## Problem to work on
Copy out the data below word for word, omitting the pictures.

## Exercise material
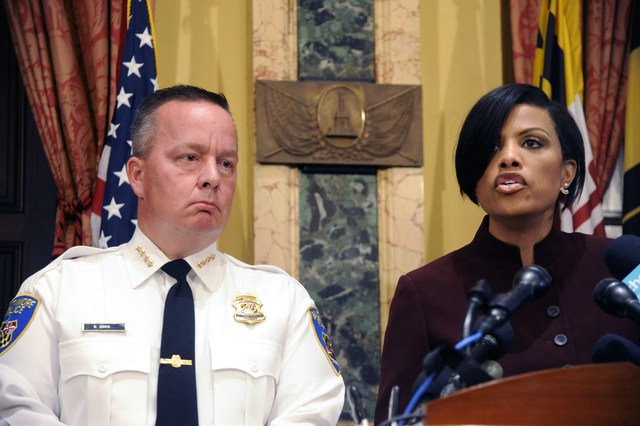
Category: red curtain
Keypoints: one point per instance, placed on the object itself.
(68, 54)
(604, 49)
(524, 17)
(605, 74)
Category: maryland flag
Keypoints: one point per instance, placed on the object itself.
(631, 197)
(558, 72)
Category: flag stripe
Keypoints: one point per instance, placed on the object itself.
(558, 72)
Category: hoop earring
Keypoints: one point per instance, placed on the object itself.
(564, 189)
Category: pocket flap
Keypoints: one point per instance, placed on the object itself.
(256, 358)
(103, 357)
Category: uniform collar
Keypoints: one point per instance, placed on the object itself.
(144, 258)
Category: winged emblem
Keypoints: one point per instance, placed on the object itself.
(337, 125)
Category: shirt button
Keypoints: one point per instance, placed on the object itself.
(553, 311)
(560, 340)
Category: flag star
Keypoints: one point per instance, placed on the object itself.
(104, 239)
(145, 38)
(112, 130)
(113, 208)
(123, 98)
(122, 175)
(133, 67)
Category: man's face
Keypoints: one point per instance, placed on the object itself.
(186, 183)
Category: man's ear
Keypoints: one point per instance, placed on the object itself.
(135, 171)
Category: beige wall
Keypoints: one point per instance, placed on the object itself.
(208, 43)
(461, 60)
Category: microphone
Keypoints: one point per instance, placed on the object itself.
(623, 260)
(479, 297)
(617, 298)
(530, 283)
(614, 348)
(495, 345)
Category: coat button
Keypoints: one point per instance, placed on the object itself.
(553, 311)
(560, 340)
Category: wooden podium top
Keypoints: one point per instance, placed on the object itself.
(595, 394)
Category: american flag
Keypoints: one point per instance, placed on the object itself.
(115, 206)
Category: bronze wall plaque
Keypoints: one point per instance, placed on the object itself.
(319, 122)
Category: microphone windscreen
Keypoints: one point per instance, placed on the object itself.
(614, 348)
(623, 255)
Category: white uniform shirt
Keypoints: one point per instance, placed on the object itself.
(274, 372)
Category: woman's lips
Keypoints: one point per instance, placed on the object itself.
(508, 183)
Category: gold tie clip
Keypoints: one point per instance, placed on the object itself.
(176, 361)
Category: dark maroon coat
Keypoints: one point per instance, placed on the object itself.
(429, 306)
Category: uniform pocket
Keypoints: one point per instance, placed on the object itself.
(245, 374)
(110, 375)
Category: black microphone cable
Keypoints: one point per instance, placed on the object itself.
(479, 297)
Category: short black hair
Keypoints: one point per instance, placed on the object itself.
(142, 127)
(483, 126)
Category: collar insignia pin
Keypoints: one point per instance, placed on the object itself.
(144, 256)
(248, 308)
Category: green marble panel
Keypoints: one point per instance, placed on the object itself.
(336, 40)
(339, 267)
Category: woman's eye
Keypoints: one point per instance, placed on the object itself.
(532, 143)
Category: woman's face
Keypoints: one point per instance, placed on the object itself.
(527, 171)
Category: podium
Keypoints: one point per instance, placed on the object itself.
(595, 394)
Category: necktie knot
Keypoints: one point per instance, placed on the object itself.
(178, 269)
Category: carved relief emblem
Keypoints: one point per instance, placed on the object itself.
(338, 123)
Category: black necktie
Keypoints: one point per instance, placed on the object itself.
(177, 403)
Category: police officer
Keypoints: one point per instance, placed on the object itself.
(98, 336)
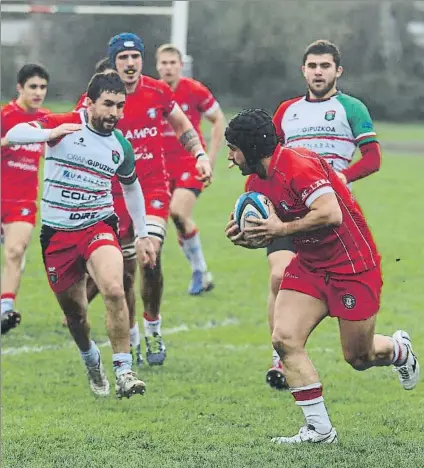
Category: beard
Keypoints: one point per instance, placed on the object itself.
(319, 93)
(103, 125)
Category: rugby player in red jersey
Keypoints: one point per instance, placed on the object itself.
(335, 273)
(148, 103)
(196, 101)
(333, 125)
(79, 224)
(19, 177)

## Result of this exercise
Category: red curtain
Keypoints: one point per instance, placed on the object itself.
(68, 54)
(604, 49)
(524, 17)
(605, 74)
Category: maryland flag
Keypoints: one point per instance, placed on the object itself.
(631, 197)
(558, 72)
Category: flag stripe
Keypoints: one point per instance, placed on the object itself.
(558, 72)
Category: hoop earring
Keypoints: one point per instance, placed on the object itself.
(564, 189)
Category: pocket flap
Keypoints: one point per instance, placed on the object itself.
(256, 358)
(103, 357)
Category: uniform collar
Keypoints: one point per instance, placed on the object itself.
(144, 258)
Category: winged emblem
Keypoints: one point per instance, placed on the object itself.
(337, 125)
Category: shirt button
Keypoints: one point per instance, placed on the object itself.
(553, 311)
(560, 340)
Category: flag star
Keypoints: one point per instance, placed on the object itself.
(104, 239)
(145, 38)
(112, 130)
(113, 208)
(123, 98)
(122, 175)
(133, 67)
Category: man's face
Keypoints: one point per instance, placed on the object itself.
(186, 183)
Category: man's ear
Keypoints: one point per instance, placed on the object itself.
(135, 171)
Category: beige wall
Keypoints: one point per instance, placed on the object itself.
(208, 43)
(461, 60)
Category: microphone
Keypoints: one point per instance, placed on the object itself.
(623, 260)
(479, 297)
(617, 298)
(530, 283)
(614, 348)
(495, 345)
Category: coat button
Keypoints: one point per instance, placed on the object itself.
(553, 311)
(560, 340)
Category: wooden podium top
Keypoints: one point per instance, placed on the object itself.
(595, 394)
Category: american flag
Keypoints: one point per instance, placed on the object itself.
(115, 206)
Category: bronze wall plaque
Keypoints: one point per instance, placed on the object itself.
(319, 122)
Category: microphone windscreen
Keypoints: one point per instance, placed on the object itself.
(614, 348)
(623, 255)
Category: white uniform shirt
Keypoints: one point per instance, placed on the object itself.
(274, 372)
Category: woman's lips
Keypoints: one point per instance, placed on the object itself.
(508, 183)
Category: gold tie clip
Keypoints: one point per instance, placed on the object itself.
(176, 361)
Category: dark maroon coat
Keypoints: one point per instance, placed on the object itself.
(429, 306)
Category: uniform pocket
Keypoints: one point per instance, placed on the object itself.
(245, 374)
(110, 375)
Category: black microphone cable
Keypoints: one point per instance, placed on the object itself.
(479, 297)
Category: short black hair
Keypoints: one point per instance, placed on the object itself.
(142, 127)
(483, 126)
Category: collar insignia pin
Keypoints: one point per instance, placed on the object itself.
(144, 256)
(248, 308)
Category: green marble panel
Keypoints: one point per instance, placed on the object itself.
(336, 40)
(339, 267)
Category: woman's eye
Keypoints: one point per instance, placed on the object itself.
(532, 143)
Category: woman's face
Keypoints: one point per instance, placed on the object itself.
(527, 171)
Category: podium
Keypoints: one point per instance, placed on the object itself.
(595, 394)
Category: necktie knot
Keypoints: one point per instance, placed on the object itself.
(178, 269)
Category: carved relief emblem
Keypoints: one point per instance, placed on the object itself.
(338, 123)
Category: black necktie
Keypoints: one point per instance, placed on the object itself.
(177, 403)
Category: police officer
Keypoints: one point per instance, placed on the object itself.
(98, 336)
Category: beard
Keypoints: one point per instance, placed on the object itself.
(319, 93)
(103, 125)
Category: rugby player in red jersey
Keypoints: one point per instance, placed on the object itself.
(335, 273)
(148, 103)
(196, 101)
(333, 125)
(79, 224)
(19, 177)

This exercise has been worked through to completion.